• [Assigned task]
Copy every line from the data below in which the string "mountain" can be found.

━━━━━ Dataset excerpts ━━━━━

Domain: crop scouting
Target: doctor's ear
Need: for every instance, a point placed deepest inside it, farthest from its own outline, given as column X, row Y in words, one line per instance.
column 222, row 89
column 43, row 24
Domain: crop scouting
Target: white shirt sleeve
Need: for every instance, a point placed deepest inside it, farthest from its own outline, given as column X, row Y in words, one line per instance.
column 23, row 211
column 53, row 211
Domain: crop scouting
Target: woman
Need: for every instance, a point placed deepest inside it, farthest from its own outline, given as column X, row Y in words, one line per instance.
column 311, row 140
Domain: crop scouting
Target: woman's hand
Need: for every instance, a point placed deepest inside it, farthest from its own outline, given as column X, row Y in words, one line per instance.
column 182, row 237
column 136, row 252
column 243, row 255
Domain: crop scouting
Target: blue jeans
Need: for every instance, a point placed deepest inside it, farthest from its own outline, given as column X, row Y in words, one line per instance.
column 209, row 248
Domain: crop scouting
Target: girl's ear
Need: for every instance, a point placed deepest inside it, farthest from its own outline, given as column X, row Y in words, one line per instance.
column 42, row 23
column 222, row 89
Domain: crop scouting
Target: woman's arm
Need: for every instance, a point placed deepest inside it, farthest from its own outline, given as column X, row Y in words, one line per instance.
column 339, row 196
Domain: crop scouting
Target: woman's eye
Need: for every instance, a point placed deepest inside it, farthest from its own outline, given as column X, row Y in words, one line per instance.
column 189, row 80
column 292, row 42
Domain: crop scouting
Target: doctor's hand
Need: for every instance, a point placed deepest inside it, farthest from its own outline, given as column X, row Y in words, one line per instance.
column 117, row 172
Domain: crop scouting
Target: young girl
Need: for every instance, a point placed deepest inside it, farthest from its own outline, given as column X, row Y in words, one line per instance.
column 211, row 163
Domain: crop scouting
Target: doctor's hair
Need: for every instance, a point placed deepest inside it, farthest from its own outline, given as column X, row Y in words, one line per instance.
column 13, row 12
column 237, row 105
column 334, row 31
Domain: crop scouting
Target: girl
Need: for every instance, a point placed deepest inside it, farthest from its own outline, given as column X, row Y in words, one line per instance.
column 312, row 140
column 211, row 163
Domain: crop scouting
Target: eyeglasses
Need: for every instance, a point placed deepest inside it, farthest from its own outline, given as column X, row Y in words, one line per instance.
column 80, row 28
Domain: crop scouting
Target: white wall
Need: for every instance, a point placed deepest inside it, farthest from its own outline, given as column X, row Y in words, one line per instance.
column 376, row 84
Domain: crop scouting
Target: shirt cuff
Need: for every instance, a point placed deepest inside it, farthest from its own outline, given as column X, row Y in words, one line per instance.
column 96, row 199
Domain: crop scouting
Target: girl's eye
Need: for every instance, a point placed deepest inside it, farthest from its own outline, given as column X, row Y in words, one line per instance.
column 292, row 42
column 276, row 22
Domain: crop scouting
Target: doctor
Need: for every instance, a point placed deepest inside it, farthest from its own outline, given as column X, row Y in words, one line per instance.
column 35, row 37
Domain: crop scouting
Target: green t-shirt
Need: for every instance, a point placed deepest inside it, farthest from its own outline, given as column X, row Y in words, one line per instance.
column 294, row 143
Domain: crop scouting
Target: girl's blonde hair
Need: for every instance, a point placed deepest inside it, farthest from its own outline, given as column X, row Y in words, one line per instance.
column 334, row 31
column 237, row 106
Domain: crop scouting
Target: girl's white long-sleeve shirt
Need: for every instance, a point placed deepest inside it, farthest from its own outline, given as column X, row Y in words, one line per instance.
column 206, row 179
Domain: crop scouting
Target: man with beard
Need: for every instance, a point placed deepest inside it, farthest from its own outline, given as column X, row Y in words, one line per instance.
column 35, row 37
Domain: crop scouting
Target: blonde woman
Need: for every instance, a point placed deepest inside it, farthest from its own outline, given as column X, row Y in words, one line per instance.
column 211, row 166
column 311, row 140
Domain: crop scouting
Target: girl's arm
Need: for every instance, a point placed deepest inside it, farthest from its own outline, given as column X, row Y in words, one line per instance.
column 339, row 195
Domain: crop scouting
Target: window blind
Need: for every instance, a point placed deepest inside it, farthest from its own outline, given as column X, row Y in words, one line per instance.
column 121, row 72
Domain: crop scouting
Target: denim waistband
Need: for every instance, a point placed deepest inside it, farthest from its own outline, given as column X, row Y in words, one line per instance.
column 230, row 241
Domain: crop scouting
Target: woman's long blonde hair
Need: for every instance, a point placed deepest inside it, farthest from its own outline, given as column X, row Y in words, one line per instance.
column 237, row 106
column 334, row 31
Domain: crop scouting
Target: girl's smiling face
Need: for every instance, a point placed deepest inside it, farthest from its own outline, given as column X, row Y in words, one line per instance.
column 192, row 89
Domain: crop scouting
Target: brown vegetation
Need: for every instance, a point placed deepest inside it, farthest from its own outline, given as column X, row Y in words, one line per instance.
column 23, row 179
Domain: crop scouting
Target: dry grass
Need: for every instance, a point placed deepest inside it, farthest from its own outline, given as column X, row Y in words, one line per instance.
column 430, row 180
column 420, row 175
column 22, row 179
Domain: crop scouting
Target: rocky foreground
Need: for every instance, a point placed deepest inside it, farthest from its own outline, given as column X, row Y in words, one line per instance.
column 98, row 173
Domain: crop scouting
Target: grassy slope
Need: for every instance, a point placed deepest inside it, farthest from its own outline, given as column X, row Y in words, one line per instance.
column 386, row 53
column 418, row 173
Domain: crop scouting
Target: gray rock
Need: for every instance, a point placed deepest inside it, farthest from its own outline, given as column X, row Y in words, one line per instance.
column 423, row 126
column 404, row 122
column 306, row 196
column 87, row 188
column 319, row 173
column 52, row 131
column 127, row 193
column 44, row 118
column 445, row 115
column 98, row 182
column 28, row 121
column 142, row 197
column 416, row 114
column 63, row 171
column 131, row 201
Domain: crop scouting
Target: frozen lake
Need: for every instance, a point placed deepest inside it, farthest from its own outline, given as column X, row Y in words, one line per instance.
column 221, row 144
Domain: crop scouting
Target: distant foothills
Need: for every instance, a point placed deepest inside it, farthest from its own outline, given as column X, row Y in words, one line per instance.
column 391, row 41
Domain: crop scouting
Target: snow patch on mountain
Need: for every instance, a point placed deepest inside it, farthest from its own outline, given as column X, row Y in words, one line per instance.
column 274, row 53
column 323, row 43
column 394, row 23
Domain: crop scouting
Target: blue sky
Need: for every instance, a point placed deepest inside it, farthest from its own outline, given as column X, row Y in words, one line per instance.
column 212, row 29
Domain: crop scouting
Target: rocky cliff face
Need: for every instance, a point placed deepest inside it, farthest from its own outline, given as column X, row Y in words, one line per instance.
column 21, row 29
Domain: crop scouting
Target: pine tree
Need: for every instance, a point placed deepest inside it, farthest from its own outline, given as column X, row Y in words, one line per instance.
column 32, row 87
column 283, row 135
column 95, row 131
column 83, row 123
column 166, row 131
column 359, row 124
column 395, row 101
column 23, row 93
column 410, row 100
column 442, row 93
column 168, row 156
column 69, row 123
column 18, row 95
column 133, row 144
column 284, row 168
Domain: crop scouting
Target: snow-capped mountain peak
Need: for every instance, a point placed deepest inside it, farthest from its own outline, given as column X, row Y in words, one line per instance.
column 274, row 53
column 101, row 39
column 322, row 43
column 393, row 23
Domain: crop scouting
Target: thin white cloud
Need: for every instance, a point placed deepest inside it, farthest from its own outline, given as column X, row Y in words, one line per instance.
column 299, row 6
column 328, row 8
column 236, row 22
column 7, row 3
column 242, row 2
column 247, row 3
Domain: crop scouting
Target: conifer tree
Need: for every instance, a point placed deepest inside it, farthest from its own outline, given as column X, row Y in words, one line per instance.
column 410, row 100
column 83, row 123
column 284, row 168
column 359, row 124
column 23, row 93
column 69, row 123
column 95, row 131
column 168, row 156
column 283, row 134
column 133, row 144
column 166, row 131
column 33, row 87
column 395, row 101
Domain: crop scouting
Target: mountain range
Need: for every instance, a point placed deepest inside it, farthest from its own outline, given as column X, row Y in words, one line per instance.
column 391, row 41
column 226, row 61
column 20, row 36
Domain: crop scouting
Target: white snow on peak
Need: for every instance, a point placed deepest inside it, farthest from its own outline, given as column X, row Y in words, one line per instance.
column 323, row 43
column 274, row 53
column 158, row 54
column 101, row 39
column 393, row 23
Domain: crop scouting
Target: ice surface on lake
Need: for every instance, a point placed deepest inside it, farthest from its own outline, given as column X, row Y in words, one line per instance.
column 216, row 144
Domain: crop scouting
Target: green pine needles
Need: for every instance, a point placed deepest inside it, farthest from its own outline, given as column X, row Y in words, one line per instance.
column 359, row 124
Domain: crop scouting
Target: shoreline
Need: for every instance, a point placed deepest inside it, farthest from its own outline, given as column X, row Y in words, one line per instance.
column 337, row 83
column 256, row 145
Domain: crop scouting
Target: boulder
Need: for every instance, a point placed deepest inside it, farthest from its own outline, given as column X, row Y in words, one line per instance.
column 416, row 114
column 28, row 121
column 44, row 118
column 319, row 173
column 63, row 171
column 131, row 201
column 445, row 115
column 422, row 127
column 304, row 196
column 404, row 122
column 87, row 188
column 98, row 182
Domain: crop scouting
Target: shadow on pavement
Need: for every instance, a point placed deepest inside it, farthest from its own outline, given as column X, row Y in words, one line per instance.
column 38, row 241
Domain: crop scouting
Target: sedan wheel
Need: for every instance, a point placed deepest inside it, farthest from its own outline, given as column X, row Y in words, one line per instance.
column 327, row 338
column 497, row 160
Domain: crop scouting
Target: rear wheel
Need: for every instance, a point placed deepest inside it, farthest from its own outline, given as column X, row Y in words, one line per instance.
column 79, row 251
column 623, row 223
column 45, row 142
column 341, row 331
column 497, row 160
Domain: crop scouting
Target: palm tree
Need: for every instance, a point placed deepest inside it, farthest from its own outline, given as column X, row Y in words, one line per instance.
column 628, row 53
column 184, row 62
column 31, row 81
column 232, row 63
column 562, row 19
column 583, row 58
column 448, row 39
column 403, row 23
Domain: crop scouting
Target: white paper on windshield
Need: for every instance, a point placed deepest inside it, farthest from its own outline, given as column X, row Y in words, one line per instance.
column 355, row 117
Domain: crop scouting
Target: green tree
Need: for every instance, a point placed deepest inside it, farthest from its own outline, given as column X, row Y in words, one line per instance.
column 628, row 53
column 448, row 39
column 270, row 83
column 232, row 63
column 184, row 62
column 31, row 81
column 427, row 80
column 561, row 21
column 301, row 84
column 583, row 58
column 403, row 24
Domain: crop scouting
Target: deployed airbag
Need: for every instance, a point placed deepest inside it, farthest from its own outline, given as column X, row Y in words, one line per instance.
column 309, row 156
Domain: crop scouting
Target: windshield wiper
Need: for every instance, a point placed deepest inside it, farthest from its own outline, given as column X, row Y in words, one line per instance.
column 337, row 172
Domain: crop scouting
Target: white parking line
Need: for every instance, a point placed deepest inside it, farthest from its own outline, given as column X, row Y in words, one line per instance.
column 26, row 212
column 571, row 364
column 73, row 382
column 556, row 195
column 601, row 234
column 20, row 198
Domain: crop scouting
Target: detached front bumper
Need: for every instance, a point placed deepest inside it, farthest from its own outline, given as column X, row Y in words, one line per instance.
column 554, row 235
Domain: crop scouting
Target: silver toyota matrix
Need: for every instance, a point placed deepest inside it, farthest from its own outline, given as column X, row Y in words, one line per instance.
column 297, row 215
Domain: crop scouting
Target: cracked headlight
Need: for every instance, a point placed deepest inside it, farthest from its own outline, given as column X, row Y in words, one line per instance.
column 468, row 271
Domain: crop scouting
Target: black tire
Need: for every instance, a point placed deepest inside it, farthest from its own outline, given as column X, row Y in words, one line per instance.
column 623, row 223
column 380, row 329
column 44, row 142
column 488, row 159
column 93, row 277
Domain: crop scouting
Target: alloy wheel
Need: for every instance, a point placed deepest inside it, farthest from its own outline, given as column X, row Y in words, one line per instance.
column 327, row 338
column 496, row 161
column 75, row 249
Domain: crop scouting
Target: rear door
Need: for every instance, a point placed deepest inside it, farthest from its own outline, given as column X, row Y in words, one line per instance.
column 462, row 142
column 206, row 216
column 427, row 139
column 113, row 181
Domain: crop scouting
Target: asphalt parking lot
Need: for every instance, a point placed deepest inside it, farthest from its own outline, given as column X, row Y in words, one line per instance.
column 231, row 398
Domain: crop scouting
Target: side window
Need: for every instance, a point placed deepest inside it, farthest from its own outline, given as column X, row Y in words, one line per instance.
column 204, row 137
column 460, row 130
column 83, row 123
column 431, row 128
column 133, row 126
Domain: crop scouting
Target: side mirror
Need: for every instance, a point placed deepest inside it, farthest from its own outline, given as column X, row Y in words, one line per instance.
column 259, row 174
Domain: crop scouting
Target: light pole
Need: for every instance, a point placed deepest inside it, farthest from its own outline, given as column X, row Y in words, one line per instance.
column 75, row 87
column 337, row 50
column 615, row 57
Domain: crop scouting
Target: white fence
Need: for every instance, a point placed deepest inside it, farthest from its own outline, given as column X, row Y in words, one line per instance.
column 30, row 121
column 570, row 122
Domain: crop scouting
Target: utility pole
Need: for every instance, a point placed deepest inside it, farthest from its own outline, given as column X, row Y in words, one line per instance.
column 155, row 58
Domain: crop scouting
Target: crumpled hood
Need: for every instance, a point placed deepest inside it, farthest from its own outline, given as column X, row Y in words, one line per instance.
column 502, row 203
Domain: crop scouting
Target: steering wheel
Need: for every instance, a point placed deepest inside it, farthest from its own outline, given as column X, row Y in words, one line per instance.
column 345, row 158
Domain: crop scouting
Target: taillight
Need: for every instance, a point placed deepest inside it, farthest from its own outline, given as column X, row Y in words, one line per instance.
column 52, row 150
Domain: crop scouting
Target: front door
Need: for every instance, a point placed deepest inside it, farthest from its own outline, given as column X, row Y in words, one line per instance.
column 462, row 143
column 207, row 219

━━━━━

• [Output for this task]
Target: snow patch on mountain
Target: snow-capped mountain peak
Target: mountain range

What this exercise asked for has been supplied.